- Work required -
Copy the material in full, from its first line through the line containing "point(428, 385)", inclusive, and offset both coordinates of every answer point by 30. Leave all other lines unchanged.

- Dataset -
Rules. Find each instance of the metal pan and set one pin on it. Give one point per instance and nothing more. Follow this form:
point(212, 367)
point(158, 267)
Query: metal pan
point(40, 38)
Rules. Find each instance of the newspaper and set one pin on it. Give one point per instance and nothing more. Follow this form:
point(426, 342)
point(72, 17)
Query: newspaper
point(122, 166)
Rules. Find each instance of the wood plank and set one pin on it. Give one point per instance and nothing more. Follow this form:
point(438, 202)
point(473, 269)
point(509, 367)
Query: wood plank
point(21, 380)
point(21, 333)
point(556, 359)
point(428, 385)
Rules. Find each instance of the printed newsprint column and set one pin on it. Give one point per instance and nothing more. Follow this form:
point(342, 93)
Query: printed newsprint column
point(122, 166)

- Right answer -
Rules. Find each instance of the metal pan and set one pin on it. Give one point per instance and nothing more. Follow this form:
point(212, 367)
point(158, 267)
Query: metal pan
point(70, 68)
Rules. Find each instance of the newspaper and set one pin on it. Give one point per instance and nothing more. Follow this form:
point(426, 342)
point(72, 17)
Query: newspaper
point(152, 196)
Rules. Find each instance of the wood plank and set one pin on it. Give one point per instance and nothing more. Follow this form:
point(438, 202)
point(473, 269)
point(509, 367)
Query: wood plank
point(51, 410)
point(51, 363)
point(586, 389)
point(458, 415)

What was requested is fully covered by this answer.